Alabama jails children? Some third-world country shit.

[-] can@sh.itjust.works 13 points 10 months ago
[-] init@lemmy.ml 4 points 10 months ago

Alabama literally just executed a man last week with Nitrogen despite the UN declaring it would be torture. Guy apparently writhed in pain for 20 minutes. This is third-world theocracy shit.

[-] datelmd5sum@lemmy.world 6 points 10 months ago

Source? People get killed with nitrogen all the time. It's supposed to be painless.

[-] name_NULL111653@pawb.social 16 points 10 months ago

There was no oxygen and CO2 scrubbing... Just a mask with nitrogen. The lungs exhale a mixture of oxygen and CO2, which, if not scrubbed from the chamber, will be breathed again. So in essence they asphyxiated him with his own CO2, and he died of slow CO2 poisoning as reused oxygen ran out (an extremely painful way to die). If they had done it in a hypobaric chamber and actually actively removed CO2 it would have been painless like passing out in an airplane cockpit. So yeah they somehow managed to botch a nitrogen execution with their hillbilly engineering...

[-] captain_aggravated@sh.itjust.works 4 points 10 months ago

An airplane cockpit is a mildly bad example, because even at airliner cruising altitude breathing the air is better than holding your breath; it may take a minute or two to lose consciousness, and you'll get to enjoy the dizziness, disorientation, brain fog and headache for many seconds. There's also the lack of overall pressure; breathing at high altitude is a strange experience, you can feel the lower density. Especially since most people who arrive at 35,000 feet cabin altitude get there in a pressurized aircraft which accidentally loses pressure, which isn't a comfortable experience at all.

On the other hand, imagine this: you're a sailor on a big steel ship. There are void compartments in the hull that are sealed airtight. All the oxygen in the air in there is used up by the rusting steel walls, so now you've got a room that doesn't have any reason to lack oxygen, but it does. You're sent in there to do some maintenance or repair, you open up the hatch, climb inside, everything is fine, you get to the part of the compartment where you're supposed to work, it's dark so you don't notice your vision narrowing, you bend over to get a wrench out of your toolbox, you suddenly feel lightheaded, pass out, fall over and just fucking die. And so does the guy who comes in to try to help you. The air feels the same to breathe because it went from "almost all nitrogen" to "all nitrogen." The CO2 can freely leave your body and doesn't get re-breathed, so it doesn't hurt. In this "absolutely no oxygen in the air at all" environment, you actually exhale oxygen out of your bloodstream, so breathing will kill you faster than holding your breath.

Alabama basically put the guy's head in a bag with extra steps; because he could breathe his own exhaled O2 and CO2, It killed him slowly and it hurt the whole time. "Botched" is the word for it.

[-] init@lemmy.ml 6 points 10 months ago

I'm familiar with hypoxia and the difference between nitrogen and carbon dioxide, so in theory, I agree with you and the Alabama officials.

§ **Problem 1**:
In the thread on Alabama's nitrogen execution, translate this sentence into Spanish: "There are void compartments in the hull that are sealed airtight."
§ **Problem 2**:
Answer these questions using the thread on Alabama's nitrogen execution.
(a) For how many minutes did the executed man reportedly writhe in pain?
(b) In the sailor scenario, what uses up all the oxygen in the sealed compartments?
(c) What cabin altitude is given for people in a pressurized aircraft that loses pressure?
§ **Problem 3**:
From the thread on Alabama's nitrogen execution, copy out the passage from "Alabama literally just" to "to be painless.".

§ **Data extract**:
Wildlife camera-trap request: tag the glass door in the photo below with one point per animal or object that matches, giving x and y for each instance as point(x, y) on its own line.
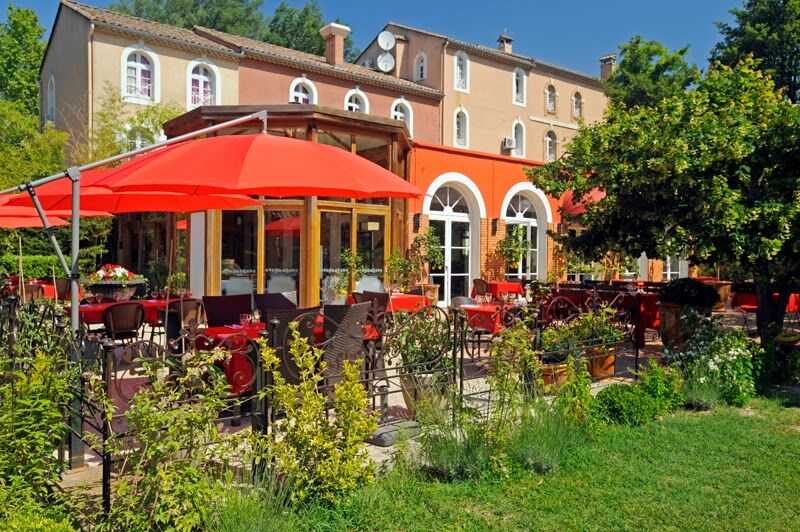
point(453, 277)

§ **Exercise output 1**:
Hay compartimentos vacíos en el casco que están sellados herméticamente.

§ **Exercise output 2**:
(a) 20 minutes
(b) The rusting steel walls
(c) 35,000 feet

§ **Exercise output 3**:
Alabama literally just executed a man last week with Nitrogen despite the UN declaring it would be torture. Guy apparently writhed in pain for 20 minutes. This is third-world theocracy shit.

[-] datelmd5sum@lemmy.world 6 points 10 months ago

Source? People get killed with nitrogen all the time. It's supposed to be painless.